▶ **Required task**
Show every line in the entries below that contains the string "boulder". Matching is case-sensitive.

[Dataset rows]
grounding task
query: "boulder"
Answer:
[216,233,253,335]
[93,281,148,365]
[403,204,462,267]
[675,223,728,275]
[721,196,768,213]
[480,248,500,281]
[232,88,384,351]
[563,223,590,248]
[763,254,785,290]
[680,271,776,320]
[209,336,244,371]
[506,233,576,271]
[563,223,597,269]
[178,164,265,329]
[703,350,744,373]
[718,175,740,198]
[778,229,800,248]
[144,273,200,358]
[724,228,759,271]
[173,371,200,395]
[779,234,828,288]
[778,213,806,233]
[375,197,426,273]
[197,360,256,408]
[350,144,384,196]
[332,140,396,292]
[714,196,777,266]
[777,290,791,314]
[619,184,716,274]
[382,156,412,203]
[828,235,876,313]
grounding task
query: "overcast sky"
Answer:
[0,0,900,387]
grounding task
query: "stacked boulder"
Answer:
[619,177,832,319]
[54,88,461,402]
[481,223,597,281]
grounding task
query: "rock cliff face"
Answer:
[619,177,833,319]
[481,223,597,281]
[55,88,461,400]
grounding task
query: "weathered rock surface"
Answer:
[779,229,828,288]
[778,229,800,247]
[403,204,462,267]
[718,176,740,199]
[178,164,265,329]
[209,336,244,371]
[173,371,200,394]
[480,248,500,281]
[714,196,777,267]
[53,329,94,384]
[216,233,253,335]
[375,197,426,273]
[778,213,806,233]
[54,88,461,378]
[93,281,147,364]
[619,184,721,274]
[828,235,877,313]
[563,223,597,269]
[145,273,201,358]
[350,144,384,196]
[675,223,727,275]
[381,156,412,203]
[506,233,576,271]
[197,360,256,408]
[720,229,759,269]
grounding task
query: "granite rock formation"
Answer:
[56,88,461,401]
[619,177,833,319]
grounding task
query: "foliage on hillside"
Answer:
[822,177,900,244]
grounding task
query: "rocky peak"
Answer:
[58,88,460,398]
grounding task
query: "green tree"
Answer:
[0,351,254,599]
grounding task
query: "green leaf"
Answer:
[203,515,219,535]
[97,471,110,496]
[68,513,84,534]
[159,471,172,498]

---

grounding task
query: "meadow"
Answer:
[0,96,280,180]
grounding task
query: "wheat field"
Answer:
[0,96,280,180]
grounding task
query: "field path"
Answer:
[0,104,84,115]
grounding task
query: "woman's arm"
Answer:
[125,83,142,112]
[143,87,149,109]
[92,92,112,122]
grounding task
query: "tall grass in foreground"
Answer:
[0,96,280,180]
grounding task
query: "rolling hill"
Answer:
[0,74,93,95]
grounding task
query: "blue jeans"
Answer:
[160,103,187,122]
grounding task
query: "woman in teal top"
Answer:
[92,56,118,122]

▶ **Answer in full**
query: "boulder"
query: "stacked boulder"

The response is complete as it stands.